(Dataset excerpts on object pointing)
· · · ·

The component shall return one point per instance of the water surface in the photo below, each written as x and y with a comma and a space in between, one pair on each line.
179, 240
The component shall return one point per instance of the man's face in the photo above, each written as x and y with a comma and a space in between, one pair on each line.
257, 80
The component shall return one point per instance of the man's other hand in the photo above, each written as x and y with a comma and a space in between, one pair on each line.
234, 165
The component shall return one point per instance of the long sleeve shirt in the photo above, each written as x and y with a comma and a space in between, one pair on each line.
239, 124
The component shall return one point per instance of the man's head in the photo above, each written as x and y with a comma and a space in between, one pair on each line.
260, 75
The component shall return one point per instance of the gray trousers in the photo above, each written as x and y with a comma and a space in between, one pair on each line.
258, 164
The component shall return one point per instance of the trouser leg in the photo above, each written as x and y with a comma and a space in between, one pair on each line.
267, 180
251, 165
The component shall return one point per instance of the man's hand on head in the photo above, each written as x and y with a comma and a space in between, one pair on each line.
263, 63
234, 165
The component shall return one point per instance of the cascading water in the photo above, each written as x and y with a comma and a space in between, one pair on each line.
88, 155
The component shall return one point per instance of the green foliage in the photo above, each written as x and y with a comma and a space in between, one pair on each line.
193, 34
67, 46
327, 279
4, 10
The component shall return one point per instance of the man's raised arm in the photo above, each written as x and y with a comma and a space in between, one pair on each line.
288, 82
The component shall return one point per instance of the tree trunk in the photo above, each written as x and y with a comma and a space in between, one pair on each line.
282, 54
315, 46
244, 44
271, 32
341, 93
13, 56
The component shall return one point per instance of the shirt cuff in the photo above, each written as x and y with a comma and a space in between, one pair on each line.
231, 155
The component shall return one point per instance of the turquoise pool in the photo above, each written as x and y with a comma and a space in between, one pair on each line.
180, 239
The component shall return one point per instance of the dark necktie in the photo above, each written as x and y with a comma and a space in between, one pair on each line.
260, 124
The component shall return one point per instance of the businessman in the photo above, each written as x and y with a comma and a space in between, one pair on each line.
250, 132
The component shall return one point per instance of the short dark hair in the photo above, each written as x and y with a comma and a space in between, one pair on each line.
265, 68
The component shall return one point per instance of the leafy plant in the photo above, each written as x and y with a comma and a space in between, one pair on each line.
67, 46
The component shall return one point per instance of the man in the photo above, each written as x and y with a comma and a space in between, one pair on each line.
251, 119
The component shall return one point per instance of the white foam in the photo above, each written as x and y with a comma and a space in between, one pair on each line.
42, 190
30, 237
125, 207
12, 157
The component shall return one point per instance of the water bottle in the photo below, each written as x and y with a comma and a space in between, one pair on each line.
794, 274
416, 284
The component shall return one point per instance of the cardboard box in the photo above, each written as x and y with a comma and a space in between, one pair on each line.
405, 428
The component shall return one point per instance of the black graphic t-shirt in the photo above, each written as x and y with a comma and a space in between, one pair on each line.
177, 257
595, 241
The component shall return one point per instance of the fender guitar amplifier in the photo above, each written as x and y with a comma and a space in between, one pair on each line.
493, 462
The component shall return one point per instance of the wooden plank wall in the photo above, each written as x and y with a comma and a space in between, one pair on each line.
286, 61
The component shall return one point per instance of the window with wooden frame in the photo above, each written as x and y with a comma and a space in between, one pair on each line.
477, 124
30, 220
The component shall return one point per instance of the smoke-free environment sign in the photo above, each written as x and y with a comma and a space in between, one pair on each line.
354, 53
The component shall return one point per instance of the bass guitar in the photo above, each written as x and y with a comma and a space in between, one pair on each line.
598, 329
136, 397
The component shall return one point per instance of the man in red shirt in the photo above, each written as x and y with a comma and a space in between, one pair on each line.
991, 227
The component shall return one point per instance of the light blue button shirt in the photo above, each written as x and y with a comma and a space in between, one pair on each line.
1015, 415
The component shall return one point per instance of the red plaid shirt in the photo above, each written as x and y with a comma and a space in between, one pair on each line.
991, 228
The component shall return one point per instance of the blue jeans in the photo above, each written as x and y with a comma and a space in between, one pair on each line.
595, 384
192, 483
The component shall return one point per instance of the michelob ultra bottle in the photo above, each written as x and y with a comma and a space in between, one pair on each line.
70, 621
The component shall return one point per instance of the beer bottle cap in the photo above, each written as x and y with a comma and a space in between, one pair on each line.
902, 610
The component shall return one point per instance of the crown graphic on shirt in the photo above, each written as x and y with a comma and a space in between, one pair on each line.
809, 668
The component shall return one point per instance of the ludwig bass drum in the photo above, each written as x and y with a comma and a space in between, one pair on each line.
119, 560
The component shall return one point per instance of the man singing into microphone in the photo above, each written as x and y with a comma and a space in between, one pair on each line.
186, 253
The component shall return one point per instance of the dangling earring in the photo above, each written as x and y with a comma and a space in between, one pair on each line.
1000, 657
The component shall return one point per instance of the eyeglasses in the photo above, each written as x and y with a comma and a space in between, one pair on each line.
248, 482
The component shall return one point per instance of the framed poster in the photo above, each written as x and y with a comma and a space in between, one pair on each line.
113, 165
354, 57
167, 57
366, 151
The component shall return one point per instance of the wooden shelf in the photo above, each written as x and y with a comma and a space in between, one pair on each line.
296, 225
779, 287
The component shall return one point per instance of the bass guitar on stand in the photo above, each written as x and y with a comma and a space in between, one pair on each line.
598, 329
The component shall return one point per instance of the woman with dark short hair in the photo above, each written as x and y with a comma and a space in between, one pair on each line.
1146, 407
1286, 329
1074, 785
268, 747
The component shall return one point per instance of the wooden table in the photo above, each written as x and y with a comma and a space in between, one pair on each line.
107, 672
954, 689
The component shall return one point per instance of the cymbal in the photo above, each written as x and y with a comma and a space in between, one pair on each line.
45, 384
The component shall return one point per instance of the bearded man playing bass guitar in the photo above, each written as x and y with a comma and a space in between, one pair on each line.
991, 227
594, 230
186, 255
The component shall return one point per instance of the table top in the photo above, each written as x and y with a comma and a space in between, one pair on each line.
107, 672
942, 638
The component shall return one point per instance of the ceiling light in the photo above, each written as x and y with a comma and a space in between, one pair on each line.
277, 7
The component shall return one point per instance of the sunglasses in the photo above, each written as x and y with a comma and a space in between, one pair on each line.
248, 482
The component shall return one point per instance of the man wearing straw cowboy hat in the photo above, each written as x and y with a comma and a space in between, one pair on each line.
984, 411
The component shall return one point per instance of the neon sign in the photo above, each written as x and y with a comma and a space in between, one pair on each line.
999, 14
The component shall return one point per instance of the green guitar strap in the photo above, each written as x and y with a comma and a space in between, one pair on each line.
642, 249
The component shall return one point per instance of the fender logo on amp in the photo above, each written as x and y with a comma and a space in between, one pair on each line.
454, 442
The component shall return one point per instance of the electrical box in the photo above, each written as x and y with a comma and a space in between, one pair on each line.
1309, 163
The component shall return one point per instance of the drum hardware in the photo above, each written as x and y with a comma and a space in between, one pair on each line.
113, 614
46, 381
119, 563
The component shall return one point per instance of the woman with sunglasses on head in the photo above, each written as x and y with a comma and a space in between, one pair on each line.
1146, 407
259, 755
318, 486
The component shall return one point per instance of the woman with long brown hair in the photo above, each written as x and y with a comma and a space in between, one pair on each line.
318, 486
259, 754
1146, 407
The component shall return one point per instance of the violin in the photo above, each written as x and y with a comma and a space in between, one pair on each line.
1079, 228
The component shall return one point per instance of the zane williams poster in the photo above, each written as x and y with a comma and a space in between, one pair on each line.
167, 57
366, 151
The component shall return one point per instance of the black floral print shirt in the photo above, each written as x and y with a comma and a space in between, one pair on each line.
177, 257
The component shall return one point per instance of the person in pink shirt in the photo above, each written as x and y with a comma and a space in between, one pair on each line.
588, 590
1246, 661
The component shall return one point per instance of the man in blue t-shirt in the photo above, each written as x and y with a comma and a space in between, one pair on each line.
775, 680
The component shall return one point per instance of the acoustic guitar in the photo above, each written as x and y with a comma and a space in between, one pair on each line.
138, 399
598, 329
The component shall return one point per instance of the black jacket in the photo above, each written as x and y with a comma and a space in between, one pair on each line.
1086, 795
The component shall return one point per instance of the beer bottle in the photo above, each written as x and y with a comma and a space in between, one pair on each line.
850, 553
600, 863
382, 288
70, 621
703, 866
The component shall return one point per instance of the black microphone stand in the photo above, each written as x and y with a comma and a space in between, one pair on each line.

· · · ·

Repeat verbatim the entries from the line containing "beer bottle in" through the last line of the entries, inclusive.

REPLY
The component shall return one point per instance of the beer bottle in the photo above, each written as x and y with a comma and a space in between, one pair on each line.
850, 553
600, 863
382, 288
70, 621
703, 866
The component shall return one point per instance of the black microphone stand in the photo above, each written as x and y with a comma and a space in between, one pair on each line.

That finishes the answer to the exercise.